Position identification records:
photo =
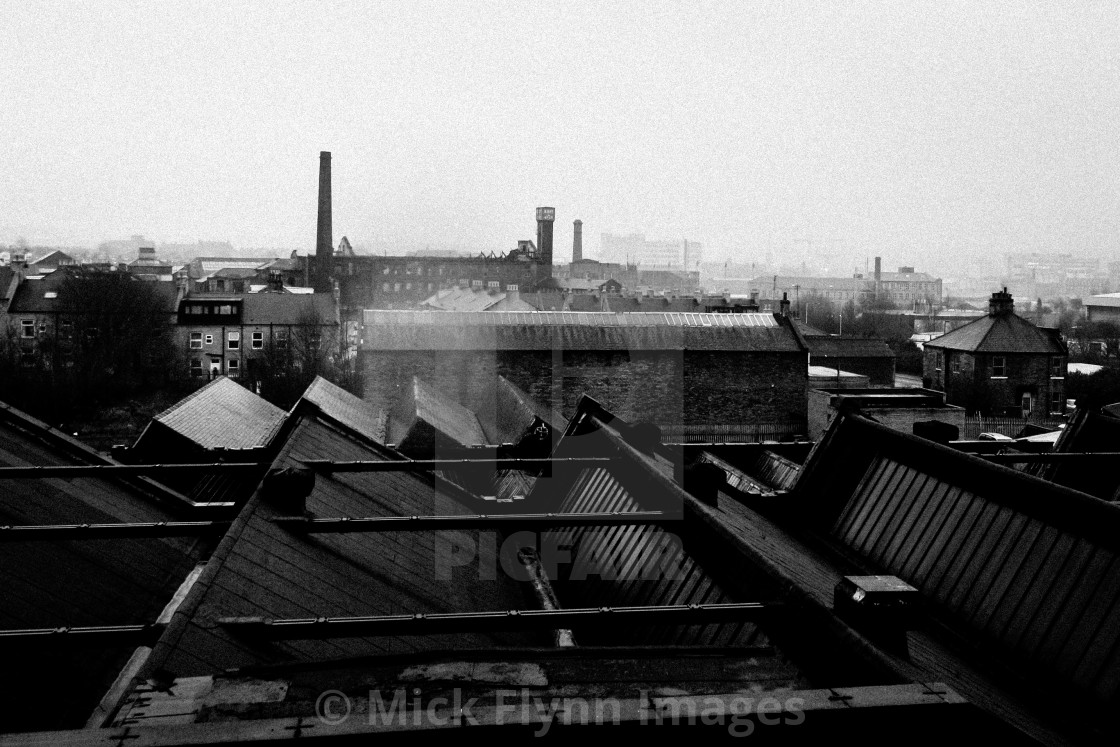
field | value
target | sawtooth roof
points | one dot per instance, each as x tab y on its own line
347	409
224	414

-- Short task --
Please return every line of the data above verbatim, leaving out the pictures.

-- Reply to the task --
photo =
field | value
target | sawtooth roof
points | one dot per instance, each as x tab y on its own line
347	409
224	414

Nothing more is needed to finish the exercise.